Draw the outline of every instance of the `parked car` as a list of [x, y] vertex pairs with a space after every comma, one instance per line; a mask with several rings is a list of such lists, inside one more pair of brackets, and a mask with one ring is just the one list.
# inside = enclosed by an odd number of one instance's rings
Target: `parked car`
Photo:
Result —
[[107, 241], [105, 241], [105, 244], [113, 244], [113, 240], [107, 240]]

****************************************

**Work instructions**
Identify each line in the entries above that contains the word "parked", and copy every such line in full.

**Result of this exercise**
Draw the outline of every instance of the `parked car` as a list of [x, y] vertex pairs with a space after every comma, one instance per line; a mask with several rings is a list of such lists, inside one more pair of brackets, and a mask with one ring is just the one list.
Target: `parked car`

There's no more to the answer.